**LISTED ENTRIES:**
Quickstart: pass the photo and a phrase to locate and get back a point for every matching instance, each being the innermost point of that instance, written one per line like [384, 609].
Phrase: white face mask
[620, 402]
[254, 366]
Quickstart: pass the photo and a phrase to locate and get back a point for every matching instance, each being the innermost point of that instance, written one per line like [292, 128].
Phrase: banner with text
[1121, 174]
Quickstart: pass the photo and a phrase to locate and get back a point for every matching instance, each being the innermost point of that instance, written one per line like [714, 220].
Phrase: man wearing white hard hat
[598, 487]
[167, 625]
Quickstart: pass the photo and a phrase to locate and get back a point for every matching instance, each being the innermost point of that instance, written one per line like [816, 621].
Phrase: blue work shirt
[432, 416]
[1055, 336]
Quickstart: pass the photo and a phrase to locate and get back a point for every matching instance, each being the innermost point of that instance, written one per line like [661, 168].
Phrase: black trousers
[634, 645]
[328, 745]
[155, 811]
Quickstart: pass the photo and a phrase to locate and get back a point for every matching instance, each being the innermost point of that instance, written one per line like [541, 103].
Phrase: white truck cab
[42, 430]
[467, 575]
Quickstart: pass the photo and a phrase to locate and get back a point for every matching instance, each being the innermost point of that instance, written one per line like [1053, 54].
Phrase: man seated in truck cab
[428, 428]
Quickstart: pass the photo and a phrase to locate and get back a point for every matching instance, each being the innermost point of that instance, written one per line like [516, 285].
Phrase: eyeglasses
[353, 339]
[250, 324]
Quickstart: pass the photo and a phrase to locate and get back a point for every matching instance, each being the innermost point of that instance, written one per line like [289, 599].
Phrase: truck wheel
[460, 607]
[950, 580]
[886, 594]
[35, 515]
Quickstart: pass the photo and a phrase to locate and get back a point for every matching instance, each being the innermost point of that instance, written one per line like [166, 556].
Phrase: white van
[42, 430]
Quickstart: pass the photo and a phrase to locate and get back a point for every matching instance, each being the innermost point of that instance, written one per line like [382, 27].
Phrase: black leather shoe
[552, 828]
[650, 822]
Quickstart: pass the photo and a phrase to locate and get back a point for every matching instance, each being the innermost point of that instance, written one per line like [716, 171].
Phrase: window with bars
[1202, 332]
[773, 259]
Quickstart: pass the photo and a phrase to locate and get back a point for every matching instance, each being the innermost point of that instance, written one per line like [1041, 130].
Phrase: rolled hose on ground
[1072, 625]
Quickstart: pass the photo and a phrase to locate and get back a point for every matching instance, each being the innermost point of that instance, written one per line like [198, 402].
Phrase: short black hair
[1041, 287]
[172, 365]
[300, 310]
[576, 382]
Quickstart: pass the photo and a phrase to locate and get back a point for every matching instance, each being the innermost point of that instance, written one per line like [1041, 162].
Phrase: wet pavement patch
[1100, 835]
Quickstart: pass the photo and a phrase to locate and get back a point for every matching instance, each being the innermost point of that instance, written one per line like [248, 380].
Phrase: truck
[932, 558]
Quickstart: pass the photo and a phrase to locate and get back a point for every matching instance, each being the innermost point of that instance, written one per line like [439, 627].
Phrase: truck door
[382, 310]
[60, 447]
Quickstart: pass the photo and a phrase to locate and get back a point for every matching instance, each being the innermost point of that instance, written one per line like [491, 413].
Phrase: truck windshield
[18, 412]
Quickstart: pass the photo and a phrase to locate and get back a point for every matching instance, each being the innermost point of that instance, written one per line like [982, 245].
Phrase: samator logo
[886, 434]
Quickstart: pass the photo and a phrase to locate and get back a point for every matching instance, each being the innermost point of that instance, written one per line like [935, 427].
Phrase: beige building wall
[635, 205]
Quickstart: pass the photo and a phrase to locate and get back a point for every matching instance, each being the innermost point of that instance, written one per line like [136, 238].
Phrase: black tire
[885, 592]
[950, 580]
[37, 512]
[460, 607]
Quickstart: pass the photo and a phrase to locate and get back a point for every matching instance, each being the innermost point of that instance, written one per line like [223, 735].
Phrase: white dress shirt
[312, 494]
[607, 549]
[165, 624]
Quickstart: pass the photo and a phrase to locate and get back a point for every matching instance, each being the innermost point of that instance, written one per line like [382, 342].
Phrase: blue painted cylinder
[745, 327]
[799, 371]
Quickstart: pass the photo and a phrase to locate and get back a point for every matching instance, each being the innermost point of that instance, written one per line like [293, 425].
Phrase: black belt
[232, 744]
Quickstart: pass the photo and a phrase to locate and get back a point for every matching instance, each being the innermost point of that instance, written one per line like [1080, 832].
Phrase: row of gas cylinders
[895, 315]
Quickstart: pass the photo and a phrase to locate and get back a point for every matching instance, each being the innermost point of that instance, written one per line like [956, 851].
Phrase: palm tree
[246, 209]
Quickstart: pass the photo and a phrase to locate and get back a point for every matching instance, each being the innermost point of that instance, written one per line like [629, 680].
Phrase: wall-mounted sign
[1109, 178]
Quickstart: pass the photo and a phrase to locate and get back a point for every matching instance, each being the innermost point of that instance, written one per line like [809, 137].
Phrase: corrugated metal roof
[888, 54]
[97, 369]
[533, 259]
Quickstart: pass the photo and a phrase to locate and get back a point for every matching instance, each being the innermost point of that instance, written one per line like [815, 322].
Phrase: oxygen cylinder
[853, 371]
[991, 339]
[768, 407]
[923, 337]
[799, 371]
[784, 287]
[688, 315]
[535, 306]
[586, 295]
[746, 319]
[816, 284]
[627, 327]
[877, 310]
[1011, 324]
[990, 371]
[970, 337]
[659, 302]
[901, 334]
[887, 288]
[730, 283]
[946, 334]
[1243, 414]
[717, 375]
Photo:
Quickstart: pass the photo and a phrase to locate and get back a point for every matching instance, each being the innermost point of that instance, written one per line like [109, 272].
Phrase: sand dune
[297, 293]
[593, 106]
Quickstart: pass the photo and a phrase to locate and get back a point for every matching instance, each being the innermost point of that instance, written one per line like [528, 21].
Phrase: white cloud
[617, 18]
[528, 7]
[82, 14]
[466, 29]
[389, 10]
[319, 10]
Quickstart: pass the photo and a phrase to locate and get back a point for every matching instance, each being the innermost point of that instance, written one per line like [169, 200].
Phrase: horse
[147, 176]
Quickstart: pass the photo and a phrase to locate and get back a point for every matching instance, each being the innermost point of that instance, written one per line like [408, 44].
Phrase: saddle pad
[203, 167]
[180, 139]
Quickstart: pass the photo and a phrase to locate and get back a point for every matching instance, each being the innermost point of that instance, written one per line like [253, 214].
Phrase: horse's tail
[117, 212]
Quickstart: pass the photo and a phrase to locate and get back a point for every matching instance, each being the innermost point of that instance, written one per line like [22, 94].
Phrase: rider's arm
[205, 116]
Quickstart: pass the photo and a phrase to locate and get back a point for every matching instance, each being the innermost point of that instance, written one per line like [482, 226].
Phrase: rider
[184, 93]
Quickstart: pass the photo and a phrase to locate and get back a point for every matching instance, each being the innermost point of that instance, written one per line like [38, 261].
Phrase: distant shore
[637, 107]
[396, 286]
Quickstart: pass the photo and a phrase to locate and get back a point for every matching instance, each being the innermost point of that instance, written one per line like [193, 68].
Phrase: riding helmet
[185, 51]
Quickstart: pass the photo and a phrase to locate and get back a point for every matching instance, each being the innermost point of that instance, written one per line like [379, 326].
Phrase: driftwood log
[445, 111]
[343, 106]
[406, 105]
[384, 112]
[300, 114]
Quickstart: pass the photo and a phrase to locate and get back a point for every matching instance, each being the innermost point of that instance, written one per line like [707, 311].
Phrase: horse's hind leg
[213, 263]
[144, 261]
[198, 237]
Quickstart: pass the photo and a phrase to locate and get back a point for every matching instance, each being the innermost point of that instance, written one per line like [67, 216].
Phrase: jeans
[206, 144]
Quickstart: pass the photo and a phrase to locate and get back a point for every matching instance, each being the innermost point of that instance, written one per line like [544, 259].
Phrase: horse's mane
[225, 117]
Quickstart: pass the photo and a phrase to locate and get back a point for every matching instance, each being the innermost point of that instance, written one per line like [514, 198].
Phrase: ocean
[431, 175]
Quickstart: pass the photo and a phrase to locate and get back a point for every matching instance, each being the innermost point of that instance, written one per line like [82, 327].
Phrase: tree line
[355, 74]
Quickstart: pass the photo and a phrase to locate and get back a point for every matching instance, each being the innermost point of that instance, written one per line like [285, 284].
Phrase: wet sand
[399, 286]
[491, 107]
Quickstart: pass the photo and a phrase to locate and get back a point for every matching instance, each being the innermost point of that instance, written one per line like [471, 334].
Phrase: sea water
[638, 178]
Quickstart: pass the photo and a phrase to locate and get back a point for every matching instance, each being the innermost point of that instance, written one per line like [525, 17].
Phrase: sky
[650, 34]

**TASK DETAILS:**
Rewrite everything from the line containing "like [707, 311]." down through the end of the data, changing "Quickstart" to "Usage" and leaving all else untouched.

**RESPONSE TO THIS TASK:**
Usage: pass the photo and a phrase to locate and get back a point for every matching instance, each being the innermost point of that instance, written one per line like [707, 311].
Phrase: horse's hind leg
[213, 263]
[144, 261]
[198, 237]
Usage: pass the photo and a phrase to locate and get back a point for every matching instance, each being the innermost point of that instance, written one per line like [67, 216].
Phrase: jeans
[206, 144]
Usage: pass the photo and a phrase to locate and get back a point for every matching instance, each being the innermost point of that instance, written one per line like [544, 259].
Phrase: horse's mane
[225, 117]
Usage: pass the photo and a phrase to locate and get back a point for every matching instance, each being the innermost point of that instance, written one per line like [514, 198].
Phrase: ocean
[431, 175]
Usage: pass the photo and a phrase to locate and get back a point for every matching instance, each being the innermost point of that instance, written one per line like [82, 327].
Phrase: tree line
[355, 74]
Usage: pass the photo and a phrase to locate and get back a point for every matching instance, each being the innermost point of that instance, written one per line like [285, 284].
Phrase: wet sand
[399, 286]
[491, 107]
Usage: pass the photo and a phrase to locate and get back a point for every matching instance, each being the innermost point of that instance, written one per line like [471, 334].
Phrase: sea water
[638, 178]
Usage: pass the photo and a phrase to locate and get back a point for every matching instance, each being the innermost point of that instance, written one per line like [525, 17].
Phrase: sky
[650, 34]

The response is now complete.